**Directive**
Reproduce the listing below with every occurrence of "bounding region" replaced by "bounding box" and everything else unchanged. Leave the pictures out of your answer.

::: Working data

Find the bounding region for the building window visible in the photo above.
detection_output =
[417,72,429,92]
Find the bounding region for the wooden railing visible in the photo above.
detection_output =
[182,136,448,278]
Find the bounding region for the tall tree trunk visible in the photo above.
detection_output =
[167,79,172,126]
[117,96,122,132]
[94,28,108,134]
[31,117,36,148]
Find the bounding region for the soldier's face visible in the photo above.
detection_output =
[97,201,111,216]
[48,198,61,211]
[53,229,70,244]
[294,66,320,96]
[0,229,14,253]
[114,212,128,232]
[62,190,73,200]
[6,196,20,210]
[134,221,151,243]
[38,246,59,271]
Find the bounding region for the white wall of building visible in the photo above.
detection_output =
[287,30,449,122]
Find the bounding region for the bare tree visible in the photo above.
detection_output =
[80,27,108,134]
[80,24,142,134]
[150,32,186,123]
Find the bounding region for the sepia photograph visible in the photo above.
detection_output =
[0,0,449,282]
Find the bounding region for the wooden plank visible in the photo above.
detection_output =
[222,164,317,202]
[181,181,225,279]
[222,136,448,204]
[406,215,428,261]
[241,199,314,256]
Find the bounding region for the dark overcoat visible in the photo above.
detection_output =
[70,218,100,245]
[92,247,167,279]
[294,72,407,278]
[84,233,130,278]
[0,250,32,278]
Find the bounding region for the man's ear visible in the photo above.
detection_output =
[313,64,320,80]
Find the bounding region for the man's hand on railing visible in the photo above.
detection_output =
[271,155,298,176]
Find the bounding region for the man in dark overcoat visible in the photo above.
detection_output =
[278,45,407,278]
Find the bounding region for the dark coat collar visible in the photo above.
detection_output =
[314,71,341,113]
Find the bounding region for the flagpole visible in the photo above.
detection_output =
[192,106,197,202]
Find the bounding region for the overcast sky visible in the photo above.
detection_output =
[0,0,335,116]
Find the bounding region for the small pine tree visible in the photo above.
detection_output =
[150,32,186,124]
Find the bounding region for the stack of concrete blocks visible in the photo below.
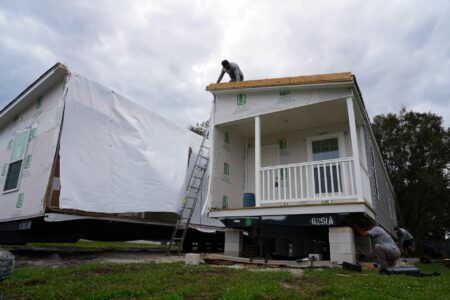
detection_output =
[328,227,356,264]
[184,253,200,266]
[224,230,243,257]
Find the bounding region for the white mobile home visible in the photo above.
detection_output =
[0,64,221,248]
[204,73,396,262]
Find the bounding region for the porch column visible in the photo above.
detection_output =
[255,116,261,207]
[347,97,364,201]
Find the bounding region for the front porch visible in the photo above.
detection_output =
[209,97,374,218]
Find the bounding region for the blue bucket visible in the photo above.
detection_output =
[244,193,255,207]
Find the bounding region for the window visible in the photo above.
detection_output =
[3,130,30,192]
[312,138,339,160]
[311,138,341,194]
[370,147,380,198]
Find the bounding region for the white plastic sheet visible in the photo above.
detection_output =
[60,74,198,213]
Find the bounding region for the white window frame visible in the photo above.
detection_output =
[306,132,347,162]
[2,129,31,194]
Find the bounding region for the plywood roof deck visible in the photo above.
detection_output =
[206,72,353,92]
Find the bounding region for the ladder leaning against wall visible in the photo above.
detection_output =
[167,122,210,255]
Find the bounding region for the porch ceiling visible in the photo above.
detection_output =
[220,99,362,137]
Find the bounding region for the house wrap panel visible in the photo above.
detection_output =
[214,89,351,125]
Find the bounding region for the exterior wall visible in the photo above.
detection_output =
[214,88,351,125]
[258,123,352,165]
[209,127,245,208]
[0,81,64,221]
[365,124,397,234]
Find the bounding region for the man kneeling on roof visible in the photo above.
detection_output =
[217,59,244,83]
[352,220,400,271]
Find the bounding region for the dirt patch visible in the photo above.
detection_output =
[23,278,46,286]
[14,249,184,268]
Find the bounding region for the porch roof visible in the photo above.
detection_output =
[206,72,353,92]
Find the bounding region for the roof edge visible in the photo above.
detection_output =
[206,72,353,92]
[0,62,70,126]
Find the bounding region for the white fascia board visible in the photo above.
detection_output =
[208,203,375,219]
[209,81,355,96]
[0,63,69,127]
[214,94,352,126]
[353,89,397,205]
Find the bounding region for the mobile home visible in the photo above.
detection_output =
[203,73,396,262]
[0,63,223,247]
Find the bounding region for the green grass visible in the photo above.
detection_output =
[0,263,450,300]
[2,240,165,250]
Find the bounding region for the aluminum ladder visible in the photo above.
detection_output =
[166,127,210,255]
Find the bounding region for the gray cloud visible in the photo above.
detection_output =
[0,1,450,126]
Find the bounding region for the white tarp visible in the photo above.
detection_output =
[60,74,198,213]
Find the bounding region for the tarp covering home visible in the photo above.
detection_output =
[60,74,197,213]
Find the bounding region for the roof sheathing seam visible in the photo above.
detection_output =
[206,72,353,92]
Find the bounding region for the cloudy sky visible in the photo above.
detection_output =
[0,0,450,126]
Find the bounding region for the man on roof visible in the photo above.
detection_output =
[217,59,244,83]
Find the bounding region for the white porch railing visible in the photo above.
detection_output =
[260,157,356,205]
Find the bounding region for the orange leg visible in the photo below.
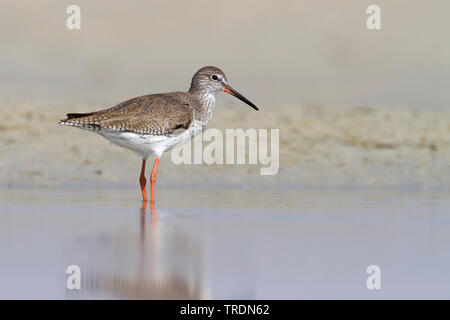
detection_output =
[150,157,159,209]
[139,159,147,206]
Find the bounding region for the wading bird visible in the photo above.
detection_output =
[59,66,258,208]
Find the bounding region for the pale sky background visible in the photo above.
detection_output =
[0,0,450,109]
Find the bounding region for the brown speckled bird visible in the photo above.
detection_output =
[59,66,258,208]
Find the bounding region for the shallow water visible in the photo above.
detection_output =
[0,187,450,299]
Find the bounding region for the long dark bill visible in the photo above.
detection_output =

::::::

**Final result**
Find the bounding box for the building window visible in the photo above.
detection_output =
[417,72,429,92]
Find the bounding box for the wooden railing visible in the photo above.
detection_output =
[182,136,448,278]
Find the bounding box for the tall tree trunk visible in the photo above.
detection_output =
[167,79,172,126]
[117,96,122,132]
[94,28,108,134]
[31,117,36,148]
Find the bounding box for the soldier's face visible in the photo above.
detection_output =
[97,201,111,216]
[48,198,61,211]
[53,229,70,244]
[294,66,320,96]
[0,229,14,253]
[114,212,128,232]
[62,190,73,200]
[6,196,20,210]
[134,221,151,243]
[38,246,59,271]
Find the bounding box for the white wall of building visible in the photo above.
detection_output =
[287,30,449,122]
Find the bounding box for the bare tree visible in the photo above.
detection_output =
[80,27,108,134]
[80,24,142,134]
[150,32,186,123]
Find the bounding box for the sepia photograph visible in the photo above.
detection_output =
[0,0,449,282]
Find the bounding box for the wooden plank visible in the photo above.
detection_output =
[222,164,317,202]
[181,181,225,279]
[222,136,448,204]
[406,215,428,261]
[241,199,314,256]
Find the bounding box for the dark overcoat visible in the photo above.
detection_output =
[70,218,100,245]
[92,247,167,279]
[294,72,407,278]
[84,233,130,278]
[0,250,32,278]
Find the bounding box for the man's ear visible in the photo above.
detection_output =
[313,64,320,80]
Find the bounding box for the man's hand on railing visible in the photo above.
detection_output =
[271,155,298,176]
Find the bounding box for the man in dark overcoat visible in the photo above.
detection_output =
[278,45,407,278]
Find the bounding box for the dark coat collar visible in the photo above.
detection_output =
[314,71,341,113]
Find the bounding box for the flagpole visible in the photo above.
detection_output =
[192,106,197,202]
Find the bounding box for the overcast sky visible in the photo above.
detection_output =
[0,0,335,116]
Find the bounding box for the small pine tree visible in the photo above.
detection_output =
[150,32,186,124]
Find the bounding box for the stack of concrete blocks visible in the photo below.
detection_output =
[328,227,356,264]
[184,253,200,266]
[224,230,243,257]
Find the bounding box for the white mobile home visible in the photo above.
detection_output =
[0,64,221,248]
[204,73,396,262]
Find the bounding box for the porch column visible in the photo above.
detection_output =
[255,116,261,207]
[347,97,364,201]
Find the bounding box for the front porch visible in the photo above.
detection_output =
[209,97,374,218]
Find the bounding box for the blue bucket visible in the photo above.
detection_output =
[244,193,255,207]
Find the bounding box for the window visible in the photo above.
detection_output =
[3,130,30,192]
[312,138,339,160]
[311,138,341,194]
[370,147,380,198]
Find the bounding box for the white plastic sheet visible in the photo above.
detection_output =
[60,74,198,213]
Find the bounding box for the white window frame visible in the photo above.
detection_output =
[306,132,347,162]
[2,129,31,194]
Find the bounding box for the plywood roof deck visible in the photo above.
detection_output =
[206,72,353,92]
Find the bounding box for the ladder leaning against wall visible in the photo above.
detection_output =
[167,122,210,255]
Find the bounding box for the porch ceiling visible in the photo above.
detection_output =
[220,99,362,137]
Find the bounding box for the house wrap panel visible in the photo above.
detection_output =
[214,89,351,125]
Find the bounding box for the exterior wall visible in the photo above.
detection_output =
[214,88,351,125]
[258,123,352,165]
[209,127,245,208]
[0,81,64,221]
[365,124,397,234]
Find the bounding box for the man kneeling on roof visible in the photo above.
detection_output =
[217,59,244,83]
[352,220,400,271]
Find the bounding box for the dirt patch visible in the photo above.
detection_output =
[23,278,46,286]
[14,249,184,268]
Find the bounding box for the porch roof visible in the photo above.
detection_output =
[206,72,353,92]
Find the bounding box for the roof edge visible in the photo above.
detection_output =
[206,72,353,92]
[0,62,70,126]
Find the bounding box for the white fascia board visible in the photo above.
detection_output =
[208,203,375,219]
[209,81,355,96]
[0,63,69,127]
[214,94,352,126]
[353,89,397,205]
Find the bounding box for the mobile home visible in the photo above.
detection_output =
[203,73,396,262]
[0,63,223,247]
Find the bounding box for the green grass visible in the photo above.
detection_output =
[0,263,450,300]
[2,240,165,250]
Find the bounding box for the aluminum ladder visible in the photo above.
detection_output =
[166,127,210,255]
Find the bounding box for the gray cloud visible in the photo above.
detection_output =
[0,1,450,126]
Find the bounding box for the white tarp visible in the photo above.
detection_output =
[60,74,198,213]
Find the bounding box for the tarp covering home visible in the photo above.
detection_output =
[60,74,197,213]
Find the bounding box for the roof sheathing seam visible in the photo above.
detection_output =
[206,72,353,92]
Find the bounding box for the cloudy sky visible in the photo above.
detection_output =
[0,0,450,126]
Find the bounding box for the man on roof visible in the photo above.
detection_output =
[217,59,244,83]
Find the bounding box for the white porch railing visible in the photo above.
detection_output =
[260,157,356,205]
Find the bounding box for the orange leg visible in the photo below.
detection_output =
[150,157,159,209]
[139,159,147,206]
Find the bounding box for the wading bird visible in the photo above.
detection_output =
[59,66,258,208]
Find the bounding box for the pale sky background visible in the photo above.
detection_output =
[0,0,450,109]
Find the bounding box for the brown speckled bird visible in the photo above.
detection_output =
[59,66,258,208]
Find the bounding box for the shallow water visible in the photo above.
detection_output =
[0,187,450,299]
Find the bounding box for the long dark bill visible in the photo above.
detection_output =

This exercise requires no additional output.